Region labeling records.
◇ ◇ ◇ ◇

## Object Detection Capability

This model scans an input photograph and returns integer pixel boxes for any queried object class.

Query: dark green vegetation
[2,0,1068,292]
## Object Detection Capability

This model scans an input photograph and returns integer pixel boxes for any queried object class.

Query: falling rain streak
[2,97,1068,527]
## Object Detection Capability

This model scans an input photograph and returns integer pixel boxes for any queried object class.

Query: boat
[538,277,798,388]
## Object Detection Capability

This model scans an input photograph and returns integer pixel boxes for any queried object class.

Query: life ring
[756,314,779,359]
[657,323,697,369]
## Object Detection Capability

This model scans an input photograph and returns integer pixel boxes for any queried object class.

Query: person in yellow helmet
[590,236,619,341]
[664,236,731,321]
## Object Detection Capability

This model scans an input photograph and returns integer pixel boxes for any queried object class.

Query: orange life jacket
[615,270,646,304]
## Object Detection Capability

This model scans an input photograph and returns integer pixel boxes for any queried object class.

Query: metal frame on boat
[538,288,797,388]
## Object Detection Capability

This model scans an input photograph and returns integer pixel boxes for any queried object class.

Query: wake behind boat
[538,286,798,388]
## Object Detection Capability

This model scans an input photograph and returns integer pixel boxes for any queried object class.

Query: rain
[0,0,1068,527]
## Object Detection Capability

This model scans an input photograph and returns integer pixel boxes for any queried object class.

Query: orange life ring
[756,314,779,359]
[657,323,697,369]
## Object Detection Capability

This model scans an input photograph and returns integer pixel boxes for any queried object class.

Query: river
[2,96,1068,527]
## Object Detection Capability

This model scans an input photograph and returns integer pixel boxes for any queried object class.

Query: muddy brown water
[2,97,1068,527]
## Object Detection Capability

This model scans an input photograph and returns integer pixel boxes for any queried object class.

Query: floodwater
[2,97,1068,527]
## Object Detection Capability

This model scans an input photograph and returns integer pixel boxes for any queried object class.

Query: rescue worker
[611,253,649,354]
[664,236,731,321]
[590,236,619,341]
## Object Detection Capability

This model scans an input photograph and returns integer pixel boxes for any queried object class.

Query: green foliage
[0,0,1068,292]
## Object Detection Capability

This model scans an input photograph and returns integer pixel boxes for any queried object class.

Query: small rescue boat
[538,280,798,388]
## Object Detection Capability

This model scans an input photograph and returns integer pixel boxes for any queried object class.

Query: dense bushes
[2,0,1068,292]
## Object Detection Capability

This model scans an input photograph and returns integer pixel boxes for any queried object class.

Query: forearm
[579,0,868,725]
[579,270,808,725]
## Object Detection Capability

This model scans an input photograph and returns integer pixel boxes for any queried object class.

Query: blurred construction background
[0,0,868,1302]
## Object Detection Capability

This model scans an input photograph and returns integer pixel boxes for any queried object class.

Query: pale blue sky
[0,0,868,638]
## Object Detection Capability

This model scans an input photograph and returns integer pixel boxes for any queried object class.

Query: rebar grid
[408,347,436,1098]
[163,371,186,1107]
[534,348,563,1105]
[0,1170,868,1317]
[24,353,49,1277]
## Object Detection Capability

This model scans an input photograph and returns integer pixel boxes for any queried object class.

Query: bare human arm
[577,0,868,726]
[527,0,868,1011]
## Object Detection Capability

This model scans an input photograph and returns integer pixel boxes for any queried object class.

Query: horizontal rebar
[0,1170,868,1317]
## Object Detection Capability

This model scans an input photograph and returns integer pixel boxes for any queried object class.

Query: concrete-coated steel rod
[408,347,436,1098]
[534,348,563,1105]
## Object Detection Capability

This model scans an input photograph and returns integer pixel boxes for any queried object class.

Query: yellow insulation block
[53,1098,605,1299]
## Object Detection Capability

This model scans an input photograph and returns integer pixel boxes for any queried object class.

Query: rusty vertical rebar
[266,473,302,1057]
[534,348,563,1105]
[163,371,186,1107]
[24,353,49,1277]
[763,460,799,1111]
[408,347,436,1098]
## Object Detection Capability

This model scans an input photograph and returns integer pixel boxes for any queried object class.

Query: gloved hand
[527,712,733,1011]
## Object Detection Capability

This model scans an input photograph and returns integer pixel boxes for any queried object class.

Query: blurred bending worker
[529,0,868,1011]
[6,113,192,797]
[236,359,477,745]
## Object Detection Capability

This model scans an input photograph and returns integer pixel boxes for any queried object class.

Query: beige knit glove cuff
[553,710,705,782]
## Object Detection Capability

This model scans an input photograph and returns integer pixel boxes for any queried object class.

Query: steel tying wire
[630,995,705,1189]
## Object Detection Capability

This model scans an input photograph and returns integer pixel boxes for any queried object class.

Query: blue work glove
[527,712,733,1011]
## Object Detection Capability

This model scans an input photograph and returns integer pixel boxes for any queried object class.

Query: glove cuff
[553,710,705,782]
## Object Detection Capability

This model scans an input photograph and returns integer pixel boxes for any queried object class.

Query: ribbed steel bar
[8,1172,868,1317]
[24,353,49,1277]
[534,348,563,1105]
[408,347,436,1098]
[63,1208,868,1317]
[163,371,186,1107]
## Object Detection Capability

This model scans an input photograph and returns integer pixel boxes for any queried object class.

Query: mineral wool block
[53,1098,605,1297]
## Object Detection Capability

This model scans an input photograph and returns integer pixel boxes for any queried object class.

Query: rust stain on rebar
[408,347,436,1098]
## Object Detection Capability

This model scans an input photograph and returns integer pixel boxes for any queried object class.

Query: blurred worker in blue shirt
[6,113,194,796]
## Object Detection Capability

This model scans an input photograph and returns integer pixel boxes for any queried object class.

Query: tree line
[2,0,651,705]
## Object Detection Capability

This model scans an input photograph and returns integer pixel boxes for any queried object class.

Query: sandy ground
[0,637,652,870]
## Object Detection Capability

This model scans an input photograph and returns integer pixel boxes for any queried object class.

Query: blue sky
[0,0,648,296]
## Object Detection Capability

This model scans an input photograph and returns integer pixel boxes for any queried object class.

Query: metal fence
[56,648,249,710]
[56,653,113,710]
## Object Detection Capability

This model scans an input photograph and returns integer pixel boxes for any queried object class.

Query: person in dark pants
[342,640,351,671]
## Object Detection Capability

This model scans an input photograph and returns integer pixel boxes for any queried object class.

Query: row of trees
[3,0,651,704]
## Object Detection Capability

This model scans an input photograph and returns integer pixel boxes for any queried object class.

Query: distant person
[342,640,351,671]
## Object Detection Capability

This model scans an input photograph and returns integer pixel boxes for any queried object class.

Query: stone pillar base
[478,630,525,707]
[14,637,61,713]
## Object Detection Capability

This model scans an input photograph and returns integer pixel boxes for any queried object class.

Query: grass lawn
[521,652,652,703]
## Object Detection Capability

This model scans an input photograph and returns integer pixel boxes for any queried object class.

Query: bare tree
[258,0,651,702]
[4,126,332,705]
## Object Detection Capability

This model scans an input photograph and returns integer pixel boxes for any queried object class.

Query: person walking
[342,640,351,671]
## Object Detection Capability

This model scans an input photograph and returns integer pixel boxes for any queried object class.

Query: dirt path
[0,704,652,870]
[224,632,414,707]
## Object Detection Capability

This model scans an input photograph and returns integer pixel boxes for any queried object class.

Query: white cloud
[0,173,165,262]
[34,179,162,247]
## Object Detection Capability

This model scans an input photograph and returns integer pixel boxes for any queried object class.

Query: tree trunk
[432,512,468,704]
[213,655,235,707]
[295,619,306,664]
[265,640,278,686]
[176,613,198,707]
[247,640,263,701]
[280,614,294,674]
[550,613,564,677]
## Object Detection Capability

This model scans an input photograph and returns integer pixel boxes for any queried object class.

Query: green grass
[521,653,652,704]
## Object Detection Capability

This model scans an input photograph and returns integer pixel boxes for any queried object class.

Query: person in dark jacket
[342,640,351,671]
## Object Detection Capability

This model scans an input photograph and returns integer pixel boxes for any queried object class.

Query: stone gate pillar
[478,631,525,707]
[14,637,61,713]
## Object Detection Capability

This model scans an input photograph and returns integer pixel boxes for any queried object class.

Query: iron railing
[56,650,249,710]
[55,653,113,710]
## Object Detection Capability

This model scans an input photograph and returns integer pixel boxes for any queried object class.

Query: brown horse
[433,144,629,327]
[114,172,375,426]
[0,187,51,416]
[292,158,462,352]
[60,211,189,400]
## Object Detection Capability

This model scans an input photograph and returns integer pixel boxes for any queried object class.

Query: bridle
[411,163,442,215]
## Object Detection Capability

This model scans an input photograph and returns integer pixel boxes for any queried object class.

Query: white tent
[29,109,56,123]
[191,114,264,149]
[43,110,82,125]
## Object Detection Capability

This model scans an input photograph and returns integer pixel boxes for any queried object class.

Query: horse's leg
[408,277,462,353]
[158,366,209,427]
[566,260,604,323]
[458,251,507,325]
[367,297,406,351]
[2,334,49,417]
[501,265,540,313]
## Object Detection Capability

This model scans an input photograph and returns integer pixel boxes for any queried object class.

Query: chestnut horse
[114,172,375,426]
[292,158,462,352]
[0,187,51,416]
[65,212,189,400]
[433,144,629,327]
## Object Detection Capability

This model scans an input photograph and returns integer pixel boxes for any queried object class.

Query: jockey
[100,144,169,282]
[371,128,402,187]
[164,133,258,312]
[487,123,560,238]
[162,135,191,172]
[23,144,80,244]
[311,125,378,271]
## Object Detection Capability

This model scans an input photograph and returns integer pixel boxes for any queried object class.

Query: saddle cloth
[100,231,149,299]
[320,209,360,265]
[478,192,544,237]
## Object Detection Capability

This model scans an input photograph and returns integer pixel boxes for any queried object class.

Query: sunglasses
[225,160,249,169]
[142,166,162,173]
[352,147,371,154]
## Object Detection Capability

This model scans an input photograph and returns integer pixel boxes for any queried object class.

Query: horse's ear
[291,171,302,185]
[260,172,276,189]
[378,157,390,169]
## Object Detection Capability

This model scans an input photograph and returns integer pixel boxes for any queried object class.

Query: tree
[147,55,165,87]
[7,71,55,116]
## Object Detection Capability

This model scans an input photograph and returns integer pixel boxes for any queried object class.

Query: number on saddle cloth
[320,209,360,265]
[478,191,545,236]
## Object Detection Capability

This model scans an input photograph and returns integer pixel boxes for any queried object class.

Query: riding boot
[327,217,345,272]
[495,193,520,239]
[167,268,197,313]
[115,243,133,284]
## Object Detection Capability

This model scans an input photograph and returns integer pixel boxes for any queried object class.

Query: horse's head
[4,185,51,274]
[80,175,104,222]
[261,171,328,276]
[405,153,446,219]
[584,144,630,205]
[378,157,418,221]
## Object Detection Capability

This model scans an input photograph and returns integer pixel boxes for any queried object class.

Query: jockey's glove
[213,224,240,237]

◇ ◇ ◇ ◇

Lay out the lines from the start of the records through the line containing "[0,0,1068,527]" as a Markdown table with the columns No. and Line. Number each row and leave out blank lines.

Exercise result.
| No. | Line |
|---|---|
| 1 | ## Object Detection Capability |
| 2 | This model scans an input photograph and returns integer pixel boxes for any queried object class. |
| 3 | Query: dark green vegetation |
| 4 | [2,0,1068,292] |
| 5 | ## Object Detection Capability |
| 6 | This model scans an input photograph and returns integer pixel boxes for any queried object class. |
| 7 | Query: falling rain streak |
| 8 | [2,97,1068,527] |
| 9 | ## Object Detection Capability |
| 10 | This model scans an input photograph and returns integer pixel boxes for any queried object class. |
| 11 | Query: boat |
| 12 | [538,277,798,388] |
| 13 | ## Object Detection Capability |
| 14 | This model scans an input photograph and returns integer pixel boxes for any queried object class. |
| 15 | Query: life ring |
| 16 | [756,314,779,359] |
| 17 | [657,323,697,369] |
| 18 | ## Object Detection Capability |
| 19 | This model scans an input photograph and returns integer pixel boxes for any queried object class. |
| 20 | Query: person in yellow helmet |
| 21 | [590,236,619,341] |
| 22 | [664,236,731,321] |
| 23 | ## Object Detection Capability |
| 24 | This model scans an input photograph and returns integer pixel boxes for any queried object class. |
| 25 | Query: orange life jacket |
| 26 | [615,270,646,304] |
| 27 | ## Object Detection Capability |
| 28 | This model scans an input photograph and returns integer pixel boxes for any queried object class. |
| 29 | Query: metal frame on boat |
| 30 | [538,288,797,388] |
| 31 | ## Object Detection Capability |
| 32 | This model scans an input photograph and returns integer pixel boxes for any queried object class. |
| 33 | Query: wake behind boat |
| 34 | [538,286,798,388] |
| 35 | ## Object Detection Capability |
| 36 | This model scans an input photograph and returns integer pixel boxes for any queried object class. |
| 37 | Query: rain |
| 38 | [0,0,1068,527] |